### WHAT THIS EXERCISE ASKS
• 1. According to the text below on in-flight medical emergencies, how many European airlines were asked to provide data?
• 2. For each statement, say whether it agrees with the text below on in-flight medical emergencies, and quote the words of the text that decide it: (a) The data requested covered the years 2002 to 2007. (b) The airlines were asked for data identifying the passengers involved. (c) The total number of incidents was correlated to the number of flights.

### EXTRACTED TEXT
BEGIN

Introduction: In-flight medical and surgical emergencies (IMEs) onboard commercial aircrafts occur quite commonly. However, little epidemiological research exists concerning these incidents.
Methods: Thirty-two European airlines were asked to provide anonymous data on medical flight reports of IMEs for the years 2002 to 2007. The total number of incidents was correlated to revenue passenger kilometers (rpk). Additionally, on-board births and deaths, flight diversions, flight routes (continental/intercontinental) and involvement of a physician or medical professional in providing therapy were analysed.

END

### DATASET EXCERPT
BEGIN

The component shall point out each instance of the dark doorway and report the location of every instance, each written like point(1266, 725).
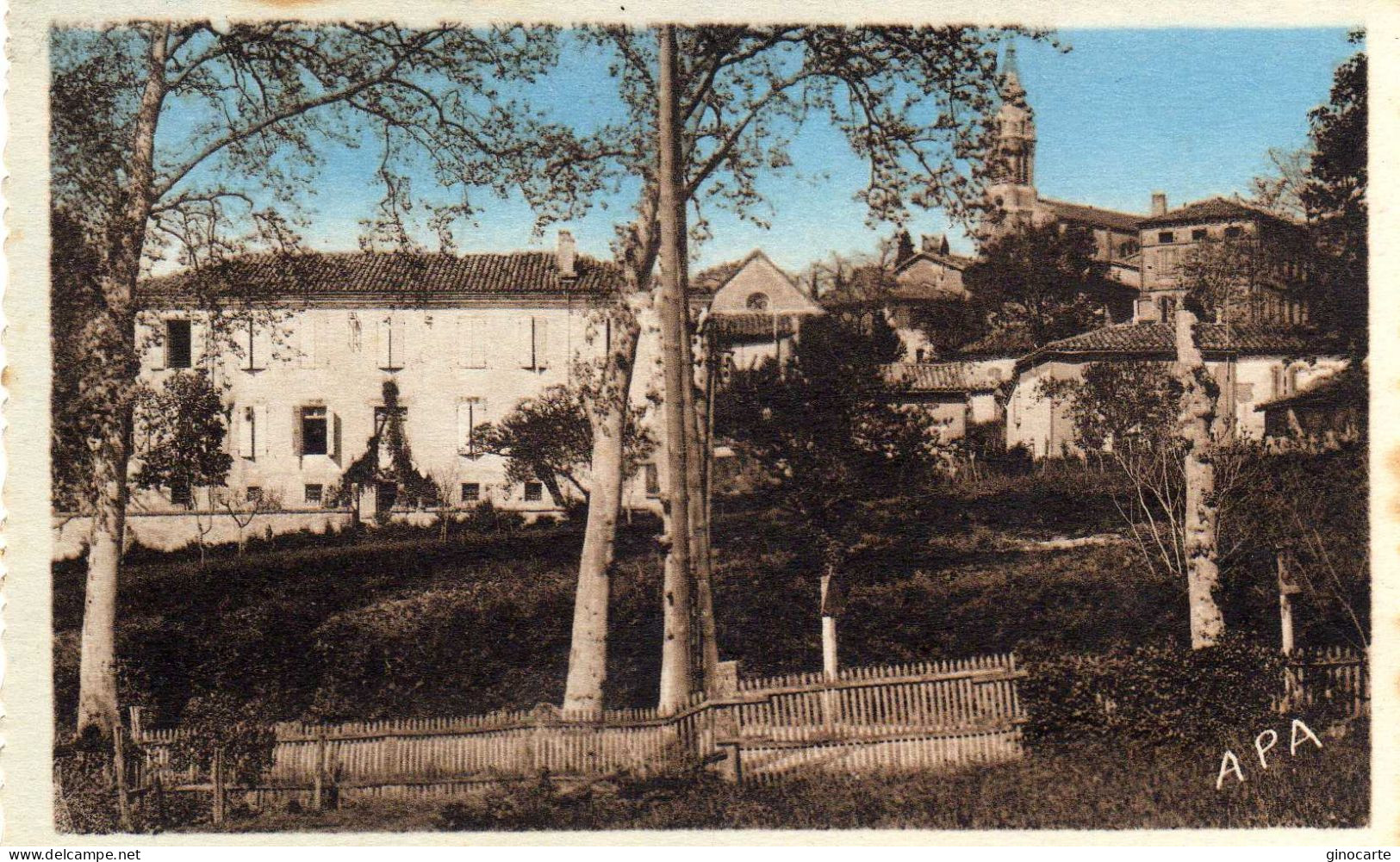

END

### RESULTS FOR THE EXERCISE
• 1. Thirty-two.

• 2.
(a) Yes: "for the years 2002 to 2007"
(b) No: "anonymous data on medical flight reports of IMEs"
(c) No: "The total number of incidents was correlated to revenue passenger kilometers (rpk)."